%%

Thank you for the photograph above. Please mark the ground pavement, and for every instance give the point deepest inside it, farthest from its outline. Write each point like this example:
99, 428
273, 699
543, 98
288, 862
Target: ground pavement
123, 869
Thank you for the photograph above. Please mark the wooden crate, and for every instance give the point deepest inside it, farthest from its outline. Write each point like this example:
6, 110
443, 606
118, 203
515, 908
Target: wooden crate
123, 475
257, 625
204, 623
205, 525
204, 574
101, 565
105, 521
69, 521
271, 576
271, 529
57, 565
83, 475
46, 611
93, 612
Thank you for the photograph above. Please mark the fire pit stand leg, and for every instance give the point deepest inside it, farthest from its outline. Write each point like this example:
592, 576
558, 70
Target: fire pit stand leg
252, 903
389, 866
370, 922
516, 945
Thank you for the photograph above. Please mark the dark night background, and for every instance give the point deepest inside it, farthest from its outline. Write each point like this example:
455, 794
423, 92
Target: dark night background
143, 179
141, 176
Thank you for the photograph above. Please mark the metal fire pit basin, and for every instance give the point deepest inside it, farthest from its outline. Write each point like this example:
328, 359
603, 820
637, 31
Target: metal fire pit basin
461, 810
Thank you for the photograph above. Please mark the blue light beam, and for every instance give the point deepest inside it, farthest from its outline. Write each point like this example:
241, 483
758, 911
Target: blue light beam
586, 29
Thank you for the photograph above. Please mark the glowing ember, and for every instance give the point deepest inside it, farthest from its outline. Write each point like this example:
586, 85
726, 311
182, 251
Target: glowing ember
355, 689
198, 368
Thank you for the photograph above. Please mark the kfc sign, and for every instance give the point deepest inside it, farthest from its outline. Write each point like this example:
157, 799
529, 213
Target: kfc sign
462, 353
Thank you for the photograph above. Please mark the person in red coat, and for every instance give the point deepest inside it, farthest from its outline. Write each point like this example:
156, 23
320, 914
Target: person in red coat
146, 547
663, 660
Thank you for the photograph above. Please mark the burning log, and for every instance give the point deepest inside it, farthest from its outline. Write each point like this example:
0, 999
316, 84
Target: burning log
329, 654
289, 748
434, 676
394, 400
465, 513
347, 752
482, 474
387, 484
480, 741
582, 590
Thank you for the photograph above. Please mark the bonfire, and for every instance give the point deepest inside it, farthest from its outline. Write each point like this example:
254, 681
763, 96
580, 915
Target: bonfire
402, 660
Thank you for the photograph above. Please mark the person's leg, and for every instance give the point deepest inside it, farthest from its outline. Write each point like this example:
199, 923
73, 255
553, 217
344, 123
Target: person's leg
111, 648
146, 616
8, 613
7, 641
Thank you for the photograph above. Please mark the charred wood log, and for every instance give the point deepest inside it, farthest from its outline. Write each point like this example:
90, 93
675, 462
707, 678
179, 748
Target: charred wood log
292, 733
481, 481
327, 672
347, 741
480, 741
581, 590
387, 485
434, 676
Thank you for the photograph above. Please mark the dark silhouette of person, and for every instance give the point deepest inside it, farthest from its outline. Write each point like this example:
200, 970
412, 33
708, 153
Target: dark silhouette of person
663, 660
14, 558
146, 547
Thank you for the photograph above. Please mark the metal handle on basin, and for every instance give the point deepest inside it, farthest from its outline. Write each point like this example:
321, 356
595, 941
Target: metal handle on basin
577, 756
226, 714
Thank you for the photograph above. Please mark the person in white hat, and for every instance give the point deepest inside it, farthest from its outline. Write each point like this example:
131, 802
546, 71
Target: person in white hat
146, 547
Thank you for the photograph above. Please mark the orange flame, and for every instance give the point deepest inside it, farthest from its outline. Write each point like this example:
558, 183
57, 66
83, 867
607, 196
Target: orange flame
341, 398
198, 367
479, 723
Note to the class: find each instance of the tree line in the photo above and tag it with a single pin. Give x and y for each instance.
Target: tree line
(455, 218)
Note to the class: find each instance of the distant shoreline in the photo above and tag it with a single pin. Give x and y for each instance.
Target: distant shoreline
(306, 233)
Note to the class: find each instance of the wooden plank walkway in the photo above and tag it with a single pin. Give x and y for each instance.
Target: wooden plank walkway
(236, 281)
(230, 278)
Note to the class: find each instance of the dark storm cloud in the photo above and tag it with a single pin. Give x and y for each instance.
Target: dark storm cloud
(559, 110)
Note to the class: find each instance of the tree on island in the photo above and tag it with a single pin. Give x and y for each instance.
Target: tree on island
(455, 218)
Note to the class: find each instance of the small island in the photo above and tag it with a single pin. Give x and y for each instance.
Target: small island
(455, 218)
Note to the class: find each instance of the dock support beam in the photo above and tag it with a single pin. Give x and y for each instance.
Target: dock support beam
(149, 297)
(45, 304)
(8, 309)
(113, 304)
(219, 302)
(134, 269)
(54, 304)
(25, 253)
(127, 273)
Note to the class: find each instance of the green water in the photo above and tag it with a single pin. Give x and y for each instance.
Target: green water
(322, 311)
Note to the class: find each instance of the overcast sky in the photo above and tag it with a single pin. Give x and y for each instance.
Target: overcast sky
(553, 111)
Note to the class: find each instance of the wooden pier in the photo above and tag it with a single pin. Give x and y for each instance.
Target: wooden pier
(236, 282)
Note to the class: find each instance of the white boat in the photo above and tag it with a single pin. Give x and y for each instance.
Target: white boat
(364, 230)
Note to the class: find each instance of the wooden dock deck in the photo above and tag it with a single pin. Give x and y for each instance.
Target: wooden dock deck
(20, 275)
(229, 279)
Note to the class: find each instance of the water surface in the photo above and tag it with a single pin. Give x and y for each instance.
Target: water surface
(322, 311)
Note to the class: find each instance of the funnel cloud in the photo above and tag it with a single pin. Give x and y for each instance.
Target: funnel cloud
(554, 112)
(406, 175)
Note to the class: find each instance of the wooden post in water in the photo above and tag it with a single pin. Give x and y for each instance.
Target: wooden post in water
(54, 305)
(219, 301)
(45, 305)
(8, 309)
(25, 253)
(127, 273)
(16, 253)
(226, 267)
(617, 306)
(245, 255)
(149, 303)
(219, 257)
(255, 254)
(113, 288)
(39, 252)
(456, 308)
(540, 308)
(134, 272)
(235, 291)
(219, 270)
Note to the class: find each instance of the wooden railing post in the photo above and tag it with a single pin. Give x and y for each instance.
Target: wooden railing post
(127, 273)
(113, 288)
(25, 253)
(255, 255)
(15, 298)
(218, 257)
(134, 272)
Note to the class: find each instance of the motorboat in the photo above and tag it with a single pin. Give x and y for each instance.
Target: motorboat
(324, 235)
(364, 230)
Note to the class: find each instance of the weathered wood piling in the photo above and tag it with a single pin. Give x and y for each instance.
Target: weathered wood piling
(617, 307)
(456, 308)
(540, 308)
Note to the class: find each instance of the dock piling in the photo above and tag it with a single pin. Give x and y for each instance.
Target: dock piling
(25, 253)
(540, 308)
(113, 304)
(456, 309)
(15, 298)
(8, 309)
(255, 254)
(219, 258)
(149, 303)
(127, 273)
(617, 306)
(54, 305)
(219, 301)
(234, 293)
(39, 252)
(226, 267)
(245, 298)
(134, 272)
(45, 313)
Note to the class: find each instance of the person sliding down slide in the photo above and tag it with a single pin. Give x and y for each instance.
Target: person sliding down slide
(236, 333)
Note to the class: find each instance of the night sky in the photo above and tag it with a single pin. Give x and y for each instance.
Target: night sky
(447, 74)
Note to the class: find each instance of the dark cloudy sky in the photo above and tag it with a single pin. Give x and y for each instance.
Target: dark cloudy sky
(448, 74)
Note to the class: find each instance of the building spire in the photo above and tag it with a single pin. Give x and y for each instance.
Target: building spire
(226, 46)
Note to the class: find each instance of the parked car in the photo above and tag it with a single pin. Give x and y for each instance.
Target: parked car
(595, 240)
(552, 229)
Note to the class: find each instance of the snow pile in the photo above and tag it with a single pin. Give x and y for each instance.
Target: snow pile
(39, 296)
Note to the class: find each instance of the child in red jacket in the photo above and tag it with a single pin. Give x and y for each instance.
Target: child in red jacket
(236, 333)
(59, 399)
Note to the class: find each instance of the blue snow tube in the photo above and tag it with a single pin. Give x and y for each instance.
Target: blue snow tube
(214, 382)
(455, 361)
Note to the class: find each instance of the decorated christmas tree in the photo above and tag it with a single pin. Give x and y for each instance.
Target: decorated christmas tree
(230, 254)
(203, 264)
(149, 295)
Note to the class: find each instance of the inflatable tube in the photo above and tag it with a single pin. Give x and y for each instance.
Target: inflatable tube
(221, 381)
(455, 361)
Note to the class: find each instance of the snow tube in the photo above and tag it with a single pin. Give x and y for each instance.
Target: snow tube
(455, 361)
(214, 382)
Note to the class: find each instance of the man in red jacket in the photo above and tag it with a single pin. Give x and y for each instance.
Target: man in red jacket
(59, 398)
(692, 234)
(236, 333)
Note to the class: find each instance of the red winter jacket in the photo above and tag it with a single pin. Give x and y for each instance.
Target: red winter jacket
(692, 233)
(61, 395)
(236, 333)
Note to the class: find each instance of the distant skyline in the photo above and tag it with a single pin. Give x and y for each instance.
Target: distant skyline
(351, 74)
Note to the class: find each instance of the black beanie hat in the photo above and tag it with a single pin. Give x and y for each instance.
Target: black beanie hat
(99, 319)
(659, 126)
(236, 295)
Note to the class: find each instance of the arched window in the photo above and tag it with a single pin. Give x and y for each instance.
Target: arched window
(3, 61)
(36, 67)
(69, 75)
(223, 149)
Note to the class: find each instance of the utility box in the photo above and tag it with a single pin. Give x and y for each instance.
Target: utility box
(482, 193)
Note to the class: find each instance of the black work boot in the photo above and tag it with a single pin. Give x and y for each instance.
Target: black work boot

%%

WHAT TO WORK ON
Take the line with "Note to the class: find each instance of the utility" and all lines after it through the end of the records, and write them out exactly; include nothing else.

OUTPUT OF THE EXERCISE
Note to the class: find each instance of the utility box in the photo above and tag it with a single pin. Give x and y for each instance.
Target: utility box
(482, 193)
Note to the class: find each instance of the black work boot in the photo above and tag it with a single pin. Give x and y for each instance.
Target: black work boot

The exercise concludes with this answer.